**Exercise set**
A: In the lunch conversation transcript below, at which restaurant did the two lighting designers have lunch?
B: Print the part of the lunch conversation transcript below that begins at the words "Abigail Rosen-Holmes: I" and ends after the words "15 years old.".
C: Carry on the lunch conversation transcript below, starting after its final line.

**Source document**
↓↓↓
LIGHT LUNCH WITH ABIGAIL ROSEN-HOLMES AND ROY BENNETT

Editor's Note:

“Light Lunch” is a new feature we're introducing to the pages of LD which will, no doubt, spark some controversy. We witness a firsthand account of lighting professionals having an impromptu, honest conversation over lunch on a topic of their choice, and we transcribe it here for you — as if you are right there at the table with them.

We're starting this series with respected lighting designers Roy Bennett and Abigail Rosen-Holmes. These are their words, but they certainly did not intend to specifically call out any one company or product. It's raw footage at its best — straightforward and unfiltered.

Over lunch at Rain, a Pan-Asian restaurant on Manhattan's Upper West Side, lighting designers Roy Bennett (Madonna, Josh Grobin, VH1 Divas, etc.) and Abigail Rosen-Holmes (Cher, The Cure, Janet Jackson, etc.) sat down to talk about the current state of the lighting industry. Both order the green tea noodle salad and then wish aloud that they could so easily find what they want on the current menu of gear being offered by the lighting industry.

Abigail Rosen-Holmes: I can't find lights that do what I want them to do right now, and it's really frustrating.

Roy Bennett: None of them will. You have to mix and match — each one does its own thing better than the other. I like Icons because of the brightness.

ARH: They're my favorites, because they do the most of what I want a light to do, but I can't believe that no one has made one that is even as good — and it's nearly 15 years old.

RB: Exactly. You know what my favorite lamps of all time are? Icons and VARI*LITE VL4s, even though they're old, and each has its own funny little quirks.

ARH: I have to fight really hard to use Icons sometimes because there is nothing to bid them against — and it drives me to one console.

RB: It is Icon-console driven, which isn't terrible, but then you are stuck with one console.

ARH: And they're not modernizing it anymore. The Icon was the best fixture and the best console in my opinion, and they abandoned the development. They're moving from being a gear manufacturer into pure rental.

RB: It was an LSD choice because they sold the company. They lost control of the R&D money. I don't find that whole PRG corporation a very good company. It pisses me off. I don't like the way things are run. But, I love all of those guys, and ultimately, it's about service. If it weren't for them, I wouldn't use PRG at all. I'd go other places.
↑↑↑
**Entries supplied**
↓↓↓
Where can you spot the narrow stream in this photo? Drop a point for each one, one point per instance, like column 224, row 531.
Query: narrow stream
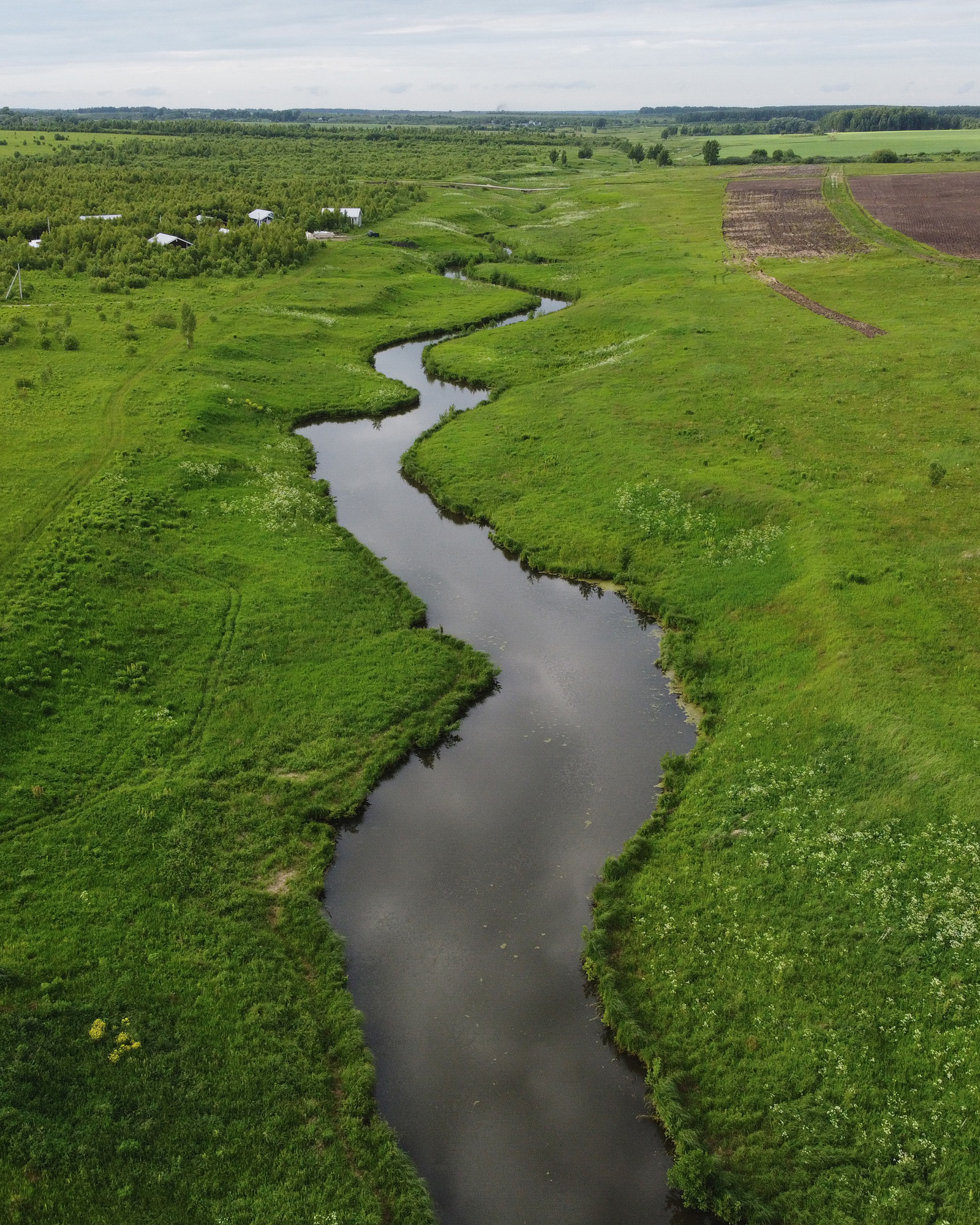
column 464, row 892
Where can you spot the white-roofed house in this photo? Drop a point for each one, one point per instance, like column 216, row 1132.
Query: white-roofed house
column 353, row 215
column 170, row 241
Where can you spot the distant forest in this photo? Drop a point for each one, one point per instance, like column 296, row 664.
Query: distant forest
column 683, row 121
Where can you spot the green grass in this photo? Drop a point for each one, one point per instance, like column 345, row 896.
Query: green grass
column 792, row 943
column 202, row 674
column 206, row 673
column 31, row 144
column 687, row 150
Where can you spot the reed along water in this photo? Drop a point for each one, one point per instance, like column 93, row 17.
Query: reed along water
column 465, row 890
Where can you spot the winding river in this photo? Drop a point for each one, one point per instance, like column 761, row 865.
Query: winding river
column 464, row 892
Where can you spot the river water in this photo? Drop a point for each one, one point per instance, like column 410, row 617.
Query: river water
↑↑↑
**The answers**
A: Rain, a Pan-Asian restaurant on Manhattan's Upper West Side.

B:
Abigail Rosen-Holmes: I can't find lights that do what I want them to do right now, and it's really frustrating.

Roy Bennett: None of them will. You have to mix and match — each one does its own thing better than the other. I like Icons because of the brightness.

ARH: They're my favorites, because they do the most of what I want a light to do, but I can't believe that no one has made one that is even as good — and it's nearly 15 years old.

C:
ARH: Actually, now that everyone's gear is for sale, it's always all about the service — because nobody has gear to offer that nobody else can't get.

RB: That's true. You know, the [Martin] MAC 2000 is not a bad lamp. I've found that they're pretty reliable.

ARH: Sadly, that's one of the features I often care least about! The lights I choose have to work well enough to look good in the show — they can't be stupidly unreliable. But every time they take away the ability for a light to do anything fast, it's always for the sake of reliability — and at a certain point, I want the features back.

RB: I want faster color changing and faster gobo changing.

ARH: I want a bump to be a bump still.

RB: I want it to be as fast as possible so I can slow it down — we don't have the option of speeding things up. I say this to all the manufacturers who ask me what I would do to improve the lamp: put faster stepper motors in there. But that costs more money.

ARH: Really? Putting faster stepper motors in is that expensive? It's not more of a reliability issue? That's good to know.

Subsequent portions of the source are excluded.